Start Raw data

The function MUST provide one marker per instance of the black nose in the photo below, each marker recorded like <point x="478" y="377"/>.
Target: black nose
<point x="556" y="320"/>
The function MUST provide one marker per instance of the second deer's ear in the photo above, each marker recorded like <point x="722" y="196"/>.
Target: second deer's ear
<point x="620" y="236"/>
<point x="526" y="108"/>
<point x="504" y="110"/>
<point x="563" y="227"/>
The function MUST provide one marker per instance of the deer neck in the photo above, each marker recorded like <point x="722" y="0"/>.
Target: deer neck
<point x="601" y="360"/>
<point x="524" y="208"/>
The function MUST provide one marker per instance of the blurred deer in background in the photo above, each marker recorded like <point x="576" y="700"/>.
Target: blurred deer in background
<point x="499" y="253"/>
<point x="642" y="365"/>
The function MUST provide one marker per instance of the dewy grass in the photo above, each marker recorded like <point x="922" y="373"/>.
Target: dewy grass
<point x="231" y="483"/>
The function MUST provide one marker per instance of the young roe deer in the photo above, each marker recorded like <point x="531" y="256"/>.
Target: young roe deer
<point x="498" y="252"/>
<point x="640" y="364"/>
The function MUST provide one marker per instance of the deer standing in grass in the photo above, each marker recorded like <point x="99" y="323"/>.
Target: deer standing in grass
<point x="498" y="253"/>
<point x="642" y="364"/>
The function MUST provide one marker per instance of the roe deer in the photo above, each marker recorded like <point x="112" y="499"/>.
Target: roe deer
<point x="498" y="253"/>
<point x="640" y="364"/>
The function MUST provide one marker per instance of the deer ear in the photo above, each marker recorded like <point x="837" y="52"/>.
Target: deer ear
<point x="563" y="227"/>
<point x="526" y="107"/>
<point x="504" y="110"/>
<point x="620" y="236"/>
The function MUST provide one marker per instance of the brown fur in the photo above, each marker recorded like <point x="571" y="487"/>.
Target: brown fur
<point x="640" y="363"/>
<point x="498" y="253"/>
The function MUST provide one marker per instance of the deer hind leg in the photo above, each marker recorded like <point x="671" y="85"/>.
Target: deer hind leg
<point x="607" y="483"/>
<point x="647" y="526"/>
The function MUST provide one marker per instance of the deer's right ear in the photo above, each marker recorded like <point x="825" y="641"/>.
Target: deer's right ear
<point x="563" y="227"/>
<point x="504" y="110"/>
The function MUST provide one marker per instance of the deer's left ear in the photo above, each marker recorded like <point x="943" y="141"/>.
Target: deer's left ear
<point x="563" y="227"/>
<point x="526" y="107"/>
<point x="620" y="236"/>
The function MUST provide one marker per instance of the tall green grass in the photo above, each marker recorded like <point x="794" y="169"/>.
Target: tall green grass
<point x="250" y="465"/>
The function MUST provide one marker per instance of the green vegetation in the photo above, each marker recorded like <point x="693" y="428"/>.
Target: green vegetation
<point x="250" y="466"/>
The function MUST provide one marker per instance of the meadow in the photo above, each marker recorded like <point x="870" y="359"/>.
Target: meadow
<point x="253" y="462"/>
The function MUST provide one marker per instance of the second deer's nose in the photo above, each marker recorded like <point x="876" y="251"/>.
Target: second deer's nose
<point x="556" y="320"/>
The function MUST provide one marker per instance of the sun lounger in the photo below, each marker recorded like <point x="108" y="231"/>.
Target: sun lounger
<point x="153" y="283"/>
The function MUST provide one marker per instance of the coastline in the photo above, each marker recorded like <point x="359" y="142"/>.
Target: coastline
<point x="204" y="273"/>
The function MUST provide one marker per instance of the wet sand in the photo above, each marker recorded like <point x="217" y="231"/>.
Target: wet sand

End Raw data

Stated problem: Exactly as shown above, return every record.

Answer to the problem:
The function MUST provide one marker per instance of the black nose in the photo below, each marker recorded like <point x="478" y="377"/>.
Target: black nose
<point x="556" y="320"/>
The function MUST provide one marker per instance of the second deer's ear in the photo above, each marker recorded like <point x="722" y="196"/>.
Target: second deer's ear
<point x="620" y="236"/>
<point x="526" y="108"/>
<point x="504" y="110"/>
<point x="563" y="227"/>
The function MUST provide one marker per instance of the deer neck in the photo above, each marker recorded like <point x="722" y="0"/>.
Target: deer neck
<point x="601" y="360"/>
<point x="524" y="208"/>
The function MUST provide one marker per instance of the blurred deer in background in the photo above, each marker recorded like <point x="576" y="700"/>.
Target: blurred deer in background
<point x="499" y="253"/>
<point x="642" y="365"/>
The function MUST provide one marker per instance of the dewy grass in the photo above, each marker recorded like <point x="922" y="373"/>.
Target: dewy grass
<point x="231" y="483"/>
The function MUST provide one marker per instance of the young roe deer in the photo above, each marker recorded like <point x="531" y="256"/>.
Target: young roe deer
<point x="498" y="252"/>
<point x="640" y="364"/>
The function MUST provide one marker per instance of the deer standing in grass in the photo above, each marker recorded like <point x="99" y="323"/>.
Target: deer standing in grass
<point x="498" y="253"/>
<point x="642" y="364"/>
The function MUST provide one marker per instance of the roe deer in the photo above, each marker recorded like <point x="112" y="499"/>.
Target: roe deer
<point x="498" y="253"/>
<point x="640" y="364"/>
The function MUST provide one marker per instance of the deer ear in the photo above, each marker recorded like <point x="837" y="52"/>.
Target: deer ear
<point x="563" y="227"/>
<point x="526" y="107"/>
<point x="504" y="110"/>
<point x="620" y="236"/>
The function MUST provide one marker per instance of the brown fur in the photo above, each marker recorded like <point x="571" y="487"/>.
Target: brown fur
<point x="640" y="363"/>
<point x="498" y="253"/>
The function MUST provide one marker per instance of the deer hind leg in the photo above, each marker recorded like <point x="671" y="85"/>.
Target: deer hind leg
<point x="607" y="483"/>
<point x="647" y="526"/>
The function MUST provide one marker per instance of the deer's right ear in the photo above, each marker recorded like <point x="825" y="641"/>.
Target: deer's right ear
<point x="563" y="227"/>
<point x="504" y="110"/>
The function MUST provide one marker per instance of the deer's left ear in the photo above, each marker recorded like <point x="943" y="141"/>.
Target: deer's left ear
<point x="563" y="227"/>
<point x="526" y="107"/>
<point x="620" y="236"/>
The function MUST provide one marker per instance of the tall green grass in the photo above, each marker recorded like <point x="794" y="169"/>.
Target: tall green grass
<point x="250" y="465"/>
The function MUST provide one marker per instance of the green vegetation in the photo above, each marker recorded like <point x="693" y="428"/>.
Target: green vegetation
<point x="250" y="466"/>
The function MUST provide one marker per instance of the meadow in the photo above, each marker recorded like <point x="870" y="359"/>.
Target: meadow
<point x="253" y="462"/>
The function MUST provide one marker per instance of the second deer's nose in the photo above, each marker recorded like <point x="876" y="251"/>.
Target: second deer's nose
<point x="556" y="320"/>
The function MUST provide one marker per instance of the sun lounger in the photo below, each marker recorded like <point x="108" y="231"/>.
Target: sun lounger
<point x="153" y="283"/>
The function MUST provide one marker per instance of the coastline in the photo above, each marker recorded like <point x="359" y="142"/>.
Target: coastline
<point x="204" y="273"/>
The function MUST provide one marker per instance of the wet sand in the photo above, each marker recorded like <point x="217" y="231"/>.
Target: wet sand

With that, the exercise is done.